Selection:

********

We may in the future add one or more additional classes of
securities to the shelf registration statement of which this
prospectus is a part, by filing a post-effective amendment to
the registration statement as permitted by applicable
regulations promulgated by the SEC.
You should rely only on the information contained or
incorporated by reference in this prospectus and any prospectus
supplement. We have not authorized anyone to provide you with
different information. We are not making offers to sell the
securities in any jurisdiction in which an offer or solicitation
is not authorized or in which the person making such offer or
solicitation is not qualified to do so or to anyone to whom it
is unlawful to make an offer or solicitation.
The information in this prospectus is accurate as of the date on
the front cover. You should not assume that the information
contained in this prospectus is accurate as of any other date.
RISK
FACTORS
You should carefully consider the specific risks set forth under
Risk Factors in the applicable prospectus
supplement and under the caption Risk Factors
in any of our filings with the SEC pursuant to
Sections 13(a), 13(c), 14 or 15(d) of the Securities
Exchange Act of 1934 incorporated by reference into this
prospectus and any accompanying prospectus supplement, before
making an investment decision.

********

Tasks for this exercise:
**A.** According to the prospectus excerpt, as of what date is the information in the prospectus accurate?
**B.** List every section of the Securities Exchange Act of 1934 named in the prospectus excerpt.

********

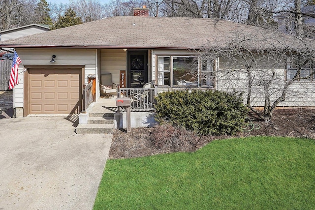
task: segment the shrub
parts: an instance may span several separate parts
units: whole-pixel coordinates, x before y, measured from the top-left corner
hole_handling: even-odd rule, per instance
[[[195,148],[199,139],[192,131],[174,127],[169,123],[156,126],[151,138],[156,147],[175,151],[189,150]]]
[[[213,90],[163,92],[156,97],[157,120],[200,135],[235,133],[248,111],[240,94]]]

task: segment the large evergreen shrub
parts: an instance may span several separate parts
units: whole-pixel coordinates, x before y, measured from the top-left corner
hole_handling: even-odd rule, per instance
[[[220,91],[177,90],[156,97],[157,120],[200,135],[233,134],[247,116],[241,95]]]

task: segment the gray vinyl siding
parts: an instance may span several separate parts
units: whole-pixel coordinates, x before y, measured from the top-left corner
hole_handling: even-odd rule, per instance
[[[114,83],[120,82],[119,72],[126,70],[126,51],[122,49],[102,49],[101,50],[101,74],[112,74]]]

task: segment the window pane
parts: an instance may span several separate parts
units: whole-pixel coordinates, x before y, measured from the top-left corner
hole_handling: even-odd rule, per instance
[[[198,62],[194,57],[173,57],[174,86],[198,86]]]
[[[292,80],[295,74],[296,74],[296,72],[297,72],[297,69],[287,69],[286,70],[286,80]]]
[[[213,61],[205,58],[202,59],[201,64],[201,86],[203,87],[213,87]]]
[[[130,55],[130,61],[131,70],[144,70],[144,55]]]
[[[159,56],[158,72],[158,85],[170,85],[169,57]]]
[[[309,68],[304,68],[301,69],[301,72],[300,72],[300,78],[303,77],[307,77],[310,76],[311,73],[311,69]],[[311,78],[307,79],[301,79],[301,81],[310,81]]]

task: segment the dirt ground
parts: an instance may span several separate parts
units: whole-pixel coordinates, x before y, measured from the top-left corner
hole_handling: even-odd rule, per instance
[[[0,119],[13,115],[13,91],[0,91]],[[182,151],[194,151],[215,139],[251,136],[290,136],[315,139],[315,109],[278,110],[270,123],[260,121],[254,116],[249,116],[252,121],[245,130],[233,136],[202,136],[193,146]],[[125,130],[115,129],[109,152],[110,159],[142,157],[179,151],[158,148],[151,140],[154,128],[132,128],[130,133]]]
[[[276,110],[272,122],[266,124],[250,116],[250,131],[240,131],[233,136],[203,136],[194,146],[181,151],[194,151],[215,139],[251,136],[273,136],[305,137],[315,139],[315,109],[295,109]],[[251,130],[249,126],[245,130]],[[133,128],[130,133],[125,130],[114,130],[109,152],[110,159],[141,157],[174,150],[162,150],[155,146],[150,135],[154,128]],[[179,150],[178,150],[179,151]]]
[[[13,115],[13,91],[0,91],[0,119],[9,118]],[[2,113],[2,114],[1,114]]]

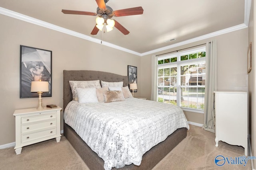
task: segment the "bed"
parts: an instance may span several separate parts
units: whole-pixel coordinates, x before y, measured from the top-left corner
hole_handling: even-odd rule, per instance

********

Answers per task:
**A.** The date on the front cover.

**B.** Section 13(a), Section 13(c), Section 14, Section 15(d)